Your task is to return the span of lines beginning at the one with "of the asphalt" and ending at the last line of the data, exactly as it stands.

## Records excerpted from a collection

::::

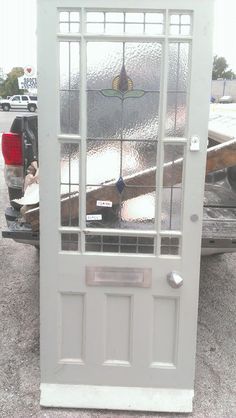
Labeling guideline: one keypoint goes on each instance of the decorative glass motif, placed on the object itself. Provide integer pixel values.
(122, 87)
(120, 185)
(122, 134)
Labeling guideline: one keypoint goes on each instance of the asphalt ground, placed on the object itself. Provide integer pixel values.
(215, 383)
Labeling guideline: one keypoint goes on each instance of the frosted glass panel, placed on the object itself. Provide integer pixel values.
(141, 118)
(104, 116)
(123, 86)
(128, 110)
(103, 161)
(137, 208)
(143, 64)
(176, 114)
(138, 156)
(104, 60)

::::

## Expected answer
Labeling guideline: one keypoint goes on each instance of the asphalt ground, placed on the object itself. Provide integer pixel values.
(215, 383)
Labeling guideline: one keypoint goes on each instance of the frosted glass panel, placed on the object itself. Provide integer pixel values.
(141, 118)
(104, 116)
(123, 86)
(128, 110)
(103, 161)
(137, 208)
(143, 64)
(176, 114)
(138, 156)
(104, 60)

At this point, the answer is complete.